Travail demandé |
A - Quels organismes ou institutions sont nommés dans le texte sur la crue du Richelieu ? Donnez-les tous.
B - Modifiez le passage du texte sur la crue du Richelieu allant de "Même si l'eau" à "un sommet historique." en remplaçant "lundi" par "dimanche".

Extrait cité |
■ ■ ■ ■ ■ ■ ■
«On nous a enlevé des soldats la semaine dernière. Là, on nous les ramène. Mais c'est trop tard. C'était hier qu'ils auraient dû être là!» C'est ainsi que Gabriel Perreault, dont la maison est située au bout d'un rang inondé, à Sainte-Anne-de-Sabrevois, a réagi hier en voyant revenir les soldats.

Car après avoir retiré les trois quarts des 800 soldats déployés en Montérégie pour aider les sinistrés, la semaine dernière, les Forces canadiennes en ont redéployé 500 en tout, hier.

Même si l'eau de la rivière Richelieu a baissé de près de 20 cm hier et que cette baisse devrait se poursuivre jusqu'à demain, les renforts parvenaient mal à consoler les 3000 sinistrés, qui se remettaient péniblement de la journée de lundi, au cours de laquelle la crue des eaux a atteint un sommet historique.

Vers midi, une quarantaine de soldats s'affairaient dans le stationnement municipal de Venise-en-Québec. La Presse a pu monter dans un véhicule blindé léger et participer à une mission de reconnaissance avec l'équipe du sergent David Boursier et deux représentants de la Sûreté du Québec.
■ ■ ■ ■ ■ ■ ■
Données fournies |
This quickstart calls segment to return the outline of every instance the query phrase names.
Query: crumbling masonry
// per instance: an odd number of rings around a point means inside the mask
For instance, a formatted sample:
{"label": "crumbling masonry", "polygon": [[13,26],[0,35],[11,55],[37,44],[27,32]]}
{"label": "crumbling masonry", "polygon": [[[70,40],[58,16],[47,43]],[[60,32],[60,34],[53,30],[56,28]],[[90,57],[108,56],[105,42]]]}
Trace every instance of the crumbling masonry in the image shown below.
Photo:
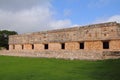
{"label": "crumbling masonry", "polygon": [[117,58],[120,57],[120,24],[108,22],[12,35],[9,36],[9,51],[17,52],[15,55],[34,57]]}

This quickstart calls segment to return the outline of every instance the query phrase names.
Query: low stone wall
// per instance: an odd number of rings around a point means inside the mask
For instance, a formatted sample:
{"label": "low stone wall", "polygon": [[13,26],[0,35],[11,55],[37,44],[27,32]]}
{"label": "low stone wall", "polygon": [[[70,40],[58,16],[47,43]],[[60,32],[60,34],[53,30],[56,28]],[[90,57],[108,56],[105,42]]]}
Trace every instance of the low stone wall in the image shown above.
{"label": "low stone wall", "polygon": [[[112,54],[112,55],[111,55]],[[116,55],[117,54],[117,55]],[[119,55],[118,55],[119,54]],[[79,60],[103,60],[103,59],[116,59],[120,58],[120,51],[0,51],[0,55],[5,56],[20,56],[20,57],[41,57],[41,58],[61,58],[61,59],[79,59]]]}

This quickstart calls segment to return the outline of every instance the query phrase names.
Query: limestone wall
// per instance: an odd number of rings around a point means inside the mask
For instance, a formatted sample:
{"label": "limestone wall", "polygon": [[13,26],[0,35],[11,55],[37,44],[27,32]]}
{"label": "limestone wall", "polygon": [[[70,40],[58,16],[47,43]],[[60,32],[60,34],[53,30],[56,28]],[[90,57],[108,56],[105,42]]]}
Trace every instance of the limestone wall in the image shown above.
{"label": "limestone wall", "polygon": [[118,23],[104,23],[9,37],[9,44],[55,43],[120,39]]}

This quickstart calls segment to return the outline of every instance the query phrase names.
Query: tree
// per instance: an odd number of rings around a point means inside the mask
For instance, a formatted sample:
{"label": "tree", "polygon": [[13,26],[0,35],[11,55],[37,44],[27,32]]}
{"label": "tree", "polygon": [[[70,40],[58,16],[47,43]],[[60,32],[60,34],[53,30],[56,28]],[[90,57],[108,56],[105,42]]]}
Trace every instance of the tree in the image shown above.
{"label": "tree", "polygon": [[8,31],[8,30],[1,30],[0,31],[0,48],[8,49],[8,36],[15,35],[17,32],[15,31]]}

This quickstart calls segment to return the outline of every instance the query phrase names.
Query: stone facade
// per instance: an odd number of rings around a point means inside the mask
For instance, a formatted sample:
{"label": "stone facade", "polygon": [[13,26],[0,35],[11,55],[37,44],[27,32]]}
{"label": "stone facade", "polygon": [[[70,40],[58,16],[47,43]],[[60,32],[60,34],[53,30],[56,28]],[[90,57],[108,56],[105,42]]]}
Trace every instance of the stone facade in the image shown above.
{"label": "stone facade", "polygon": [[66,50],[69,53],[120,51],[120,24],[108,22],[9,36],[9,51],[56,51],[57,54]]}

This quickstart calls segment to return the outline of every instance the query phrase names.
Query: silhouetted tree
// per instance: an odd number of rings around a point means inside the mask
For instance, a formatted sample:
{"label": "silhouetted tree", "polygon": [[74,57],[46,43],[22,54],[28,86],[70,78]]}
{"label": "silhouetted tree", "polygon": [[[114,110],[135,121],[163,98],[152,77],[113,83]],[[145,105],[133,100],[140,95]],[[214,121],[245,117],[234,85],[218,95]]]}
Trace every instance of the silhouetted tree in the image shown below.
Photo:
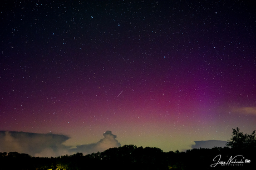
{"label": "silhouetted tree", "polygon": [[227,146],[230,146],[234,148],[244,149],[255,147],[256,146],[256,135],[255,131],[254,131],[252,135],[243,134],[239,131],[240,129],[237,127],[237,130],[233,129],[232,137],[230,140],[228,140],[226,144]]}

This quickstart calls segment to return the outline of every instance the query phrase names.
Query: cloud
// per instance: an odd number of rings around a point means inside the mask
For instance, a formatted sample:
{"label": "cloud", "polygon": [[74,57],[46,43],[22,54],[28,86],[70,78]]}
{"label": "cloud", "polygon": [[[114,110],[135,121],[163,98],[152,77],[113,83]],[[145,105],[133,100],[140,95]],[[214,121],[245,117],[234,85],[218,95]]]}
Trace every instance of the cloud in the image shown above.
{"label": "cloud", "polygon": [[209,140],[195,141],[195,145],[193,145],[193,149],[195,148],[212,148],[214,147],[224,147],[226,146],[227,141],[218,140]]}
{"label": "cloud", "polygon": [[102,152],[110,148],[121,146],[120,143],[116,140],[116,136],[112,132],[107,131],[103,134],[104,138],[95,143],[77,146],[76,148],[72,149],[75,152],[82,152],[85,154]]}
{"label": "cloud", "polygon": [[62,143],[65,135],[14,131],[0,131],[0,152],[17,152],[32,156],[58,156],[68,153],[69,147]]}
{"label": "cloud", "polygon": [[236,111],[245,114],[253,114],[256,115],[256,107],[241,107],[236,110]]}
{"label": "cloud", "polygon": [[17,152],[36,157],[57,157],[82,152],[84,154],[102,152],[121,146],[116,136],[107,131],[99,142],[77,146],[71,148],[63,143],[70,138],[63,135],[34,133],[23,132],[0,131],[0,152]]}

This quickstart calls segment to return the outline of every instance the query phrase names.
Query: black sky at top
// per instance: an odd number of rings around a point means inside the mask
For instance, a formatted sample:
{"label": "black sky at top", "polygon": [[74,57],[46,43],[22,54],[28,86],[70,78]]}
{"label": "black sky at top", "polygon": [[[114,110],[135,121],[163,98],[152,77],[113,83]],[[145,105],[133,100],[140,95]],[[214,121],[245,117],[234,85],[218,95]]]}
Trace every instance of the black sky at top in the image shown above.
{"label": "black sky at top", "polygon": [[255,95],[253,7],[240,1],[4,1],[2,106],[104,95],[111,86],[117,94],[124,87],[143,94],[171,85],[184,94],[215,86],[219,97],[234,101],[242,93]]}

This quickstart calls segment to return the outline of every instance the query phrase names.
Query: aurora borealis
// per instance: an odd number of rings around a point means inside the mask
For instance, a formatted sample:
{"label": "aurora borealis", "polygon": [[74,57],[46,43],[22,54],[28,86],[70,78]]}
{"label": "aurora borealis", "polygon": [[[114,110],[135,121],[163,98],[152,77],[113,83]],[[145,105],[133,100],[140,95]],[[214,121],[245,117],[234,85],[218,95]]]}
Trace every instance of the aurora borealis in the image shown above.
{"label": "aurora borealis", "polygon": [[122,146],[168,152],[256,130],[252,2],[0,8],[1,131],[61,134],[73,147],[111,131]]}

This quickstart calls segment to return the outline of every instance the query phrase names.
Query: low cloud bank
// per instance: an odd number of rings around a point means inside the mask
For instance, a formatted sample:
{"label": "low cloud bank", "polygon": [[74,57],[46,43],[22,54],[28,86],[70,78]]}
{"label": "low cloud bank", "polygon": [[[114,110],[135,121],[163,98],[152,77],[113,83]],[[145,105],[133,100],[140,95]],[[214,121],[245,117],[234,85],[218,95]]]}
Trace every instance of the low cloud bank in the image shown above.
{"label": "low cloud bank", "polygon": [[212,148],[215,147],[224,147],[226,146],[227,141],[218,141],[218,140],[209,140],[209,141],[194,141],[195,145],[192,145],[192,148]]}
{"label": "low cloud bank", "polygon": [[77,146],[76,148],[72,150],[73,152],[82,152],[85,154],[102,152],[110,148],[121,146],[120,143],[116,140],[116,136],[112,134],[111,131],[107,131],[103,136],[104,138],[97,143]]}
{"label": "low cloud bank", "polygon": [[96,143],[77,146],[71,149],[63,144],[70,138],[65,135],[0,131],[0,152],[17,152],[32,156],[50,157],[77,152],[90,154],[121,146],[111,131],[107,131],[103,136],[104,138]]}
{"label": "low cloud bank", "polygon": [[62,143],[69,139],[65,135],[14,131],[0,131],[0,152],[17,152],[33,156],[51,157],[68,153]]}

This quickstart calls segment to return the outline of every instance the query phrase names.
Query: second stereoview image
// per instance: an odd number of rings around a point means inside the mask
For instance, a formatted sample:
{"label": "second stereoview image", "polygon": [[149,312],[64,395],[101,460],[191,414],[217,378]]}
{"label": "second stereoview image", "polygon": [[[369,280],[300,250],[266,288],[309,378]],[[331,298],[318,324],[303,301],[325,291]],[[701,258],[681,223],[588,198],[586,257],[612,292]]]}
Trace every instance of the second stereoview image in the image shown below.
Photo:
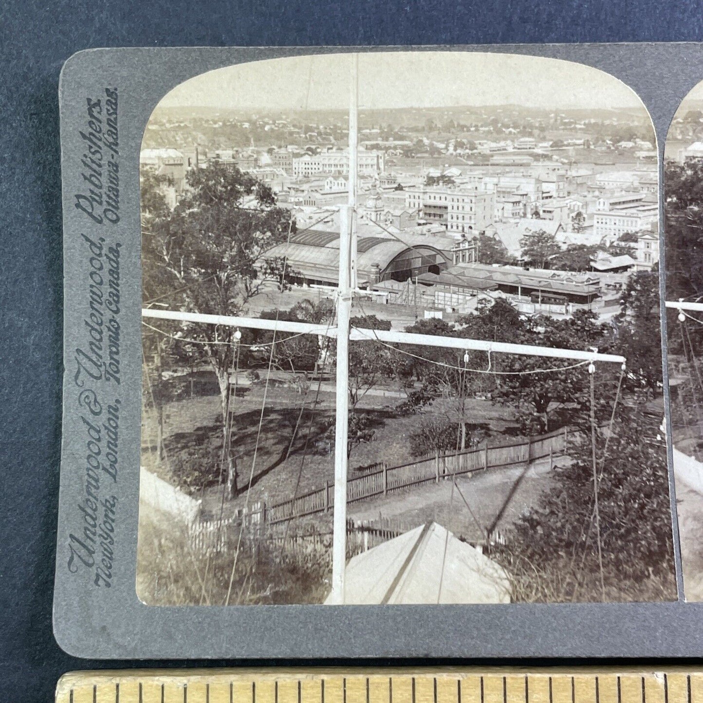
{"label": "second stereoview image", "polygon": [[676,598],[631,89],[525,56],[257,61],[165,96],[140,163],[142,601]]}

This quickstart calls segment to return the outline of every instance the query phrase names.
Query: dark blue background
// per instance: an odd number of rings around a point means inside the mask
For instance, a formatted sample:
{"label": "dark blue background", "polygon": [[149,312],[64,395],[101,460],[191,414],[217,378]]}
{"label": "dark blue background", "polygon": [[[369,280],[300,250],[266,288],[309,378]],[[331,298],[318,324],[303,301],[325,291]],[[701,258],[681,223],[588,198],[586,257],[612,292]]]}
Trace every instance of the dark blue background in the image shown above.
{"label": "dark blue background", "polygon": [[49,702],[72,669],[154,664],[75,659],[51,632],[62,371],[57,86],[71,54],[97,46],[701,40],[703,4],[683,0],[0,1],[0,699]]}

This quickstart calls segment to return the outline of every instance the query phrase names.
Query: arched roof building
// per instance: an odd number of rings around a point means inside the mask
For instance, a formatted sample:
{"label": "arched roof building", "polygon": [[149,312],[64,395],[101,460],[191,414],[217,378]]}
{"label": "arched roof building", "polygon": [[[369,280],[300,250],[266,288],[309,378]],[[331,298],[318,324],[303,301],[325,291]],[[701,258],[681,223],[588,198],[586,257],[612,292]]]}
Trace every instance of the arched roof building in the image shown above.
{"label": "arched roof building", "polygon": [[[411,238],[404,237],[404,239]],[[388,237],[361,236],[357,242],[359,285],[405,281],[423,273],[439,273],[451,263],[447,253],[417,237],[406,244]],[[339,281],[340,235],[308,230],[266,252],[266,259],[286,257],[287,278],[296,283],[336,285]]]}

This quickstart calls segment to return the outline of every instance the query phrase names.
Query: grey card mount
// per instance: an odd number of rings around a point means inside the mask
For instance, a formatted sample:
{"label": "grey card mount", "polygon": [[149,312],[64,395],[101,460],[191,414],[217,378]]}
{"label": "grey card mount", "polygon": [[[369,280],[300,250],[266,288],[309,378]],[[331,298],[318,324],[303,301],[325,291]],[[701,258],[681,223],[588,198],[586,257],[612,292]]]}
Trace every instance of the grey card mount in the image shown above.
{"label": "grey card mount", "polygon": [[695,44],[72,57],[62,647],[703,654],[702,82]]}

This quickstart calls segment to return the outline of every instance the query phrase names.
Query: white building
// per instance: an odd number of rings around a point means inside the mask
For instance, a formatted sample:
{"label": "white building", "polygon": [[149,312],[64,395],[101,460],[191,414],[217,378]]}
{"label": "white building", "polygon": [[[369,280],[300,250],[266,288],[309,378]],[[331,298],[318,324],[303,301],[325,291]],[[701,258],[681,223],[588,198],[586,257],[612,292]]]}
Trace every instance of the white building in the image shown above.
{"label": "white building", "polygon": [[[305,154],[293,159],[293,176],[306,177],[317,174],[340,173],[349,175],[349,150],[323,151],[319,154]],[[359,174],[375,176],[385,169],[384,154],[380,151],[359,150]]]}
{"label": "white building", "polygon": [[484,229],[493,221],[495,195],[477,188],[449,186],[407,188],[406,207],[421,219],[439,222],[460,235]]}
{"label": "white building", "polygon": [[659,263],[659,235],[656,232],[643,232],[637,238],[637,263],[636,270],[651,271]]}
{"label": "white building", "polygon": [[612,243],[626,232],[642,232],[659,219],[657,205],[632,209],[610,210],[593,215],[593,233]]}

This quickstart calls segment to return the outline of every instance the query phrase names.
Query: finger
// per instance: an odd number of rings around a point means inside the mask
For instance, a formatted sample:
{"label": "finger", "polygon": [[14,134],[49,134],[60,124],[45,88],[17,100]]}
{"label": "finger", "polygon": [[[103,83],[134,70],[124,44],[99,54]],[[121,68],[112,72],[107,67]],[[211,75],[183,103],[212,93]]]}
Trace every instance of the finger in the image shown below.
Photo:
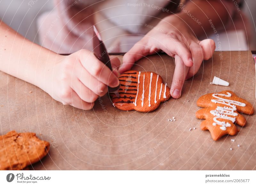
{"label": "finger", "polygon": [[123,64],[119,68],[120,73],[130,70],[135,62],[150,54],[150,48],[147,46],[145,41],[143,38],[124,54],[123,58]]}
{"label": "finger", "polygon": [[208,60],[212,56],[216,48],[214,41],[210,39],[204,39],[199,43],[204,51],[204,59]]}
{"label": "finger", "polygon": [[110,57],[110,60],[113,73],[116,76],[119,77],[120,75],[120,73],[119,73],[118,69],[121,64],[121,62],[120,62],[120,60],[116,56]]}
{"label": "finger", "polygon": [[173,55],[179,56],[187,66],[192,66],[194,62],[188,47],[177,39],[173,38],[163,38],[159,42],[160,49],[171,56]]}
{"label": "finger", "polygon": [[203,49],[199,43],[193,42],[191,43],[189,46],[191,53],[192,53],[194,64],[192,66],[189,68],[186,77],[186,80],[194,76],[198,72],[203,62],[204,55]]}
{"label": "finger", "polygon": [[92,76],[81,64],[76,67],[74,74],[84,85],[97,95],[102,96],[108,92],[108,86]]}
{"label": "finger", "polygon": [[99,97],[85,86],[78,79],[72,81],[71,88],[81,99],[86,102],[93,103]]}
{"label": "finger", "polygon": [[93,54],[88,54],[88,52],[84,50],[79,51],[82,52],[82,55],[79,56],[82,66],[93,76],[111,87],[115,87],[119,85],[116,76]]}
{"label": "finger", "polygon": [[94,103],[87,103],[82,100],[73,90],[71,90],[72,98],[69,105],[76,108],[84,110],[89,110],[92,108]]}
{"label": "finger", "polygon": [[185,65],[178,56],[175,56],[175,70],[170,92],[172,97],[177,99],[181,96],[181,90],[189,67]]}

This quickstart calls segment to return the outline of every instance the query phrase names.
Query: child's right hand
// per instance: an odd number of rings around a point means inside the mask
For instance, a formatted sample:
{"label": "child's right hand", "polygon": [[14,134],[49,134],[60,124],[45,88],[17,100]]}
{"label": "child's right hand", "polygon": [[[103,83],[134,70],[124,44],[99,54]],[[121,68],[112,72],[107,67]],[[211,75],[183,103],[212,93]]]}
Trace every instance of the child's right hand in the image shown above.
■ ■ ■ ■ ■ ■ ■
Solutions proposées |
A -
Forces canadiennes
La Presse
Sûreté du Québec

B -
Même si l'eau de la rivière Richelieu a baissé de près de 20 cm hier et que cette baisse devrait se poursuivre jusqu'à demain, les renforts parvenaient mal à consoler les 3000 sinistrés, qui se remettaient péniblement de la journée de dimanche, au cours de laquelle la crue des eaux a atteint un sommet historique.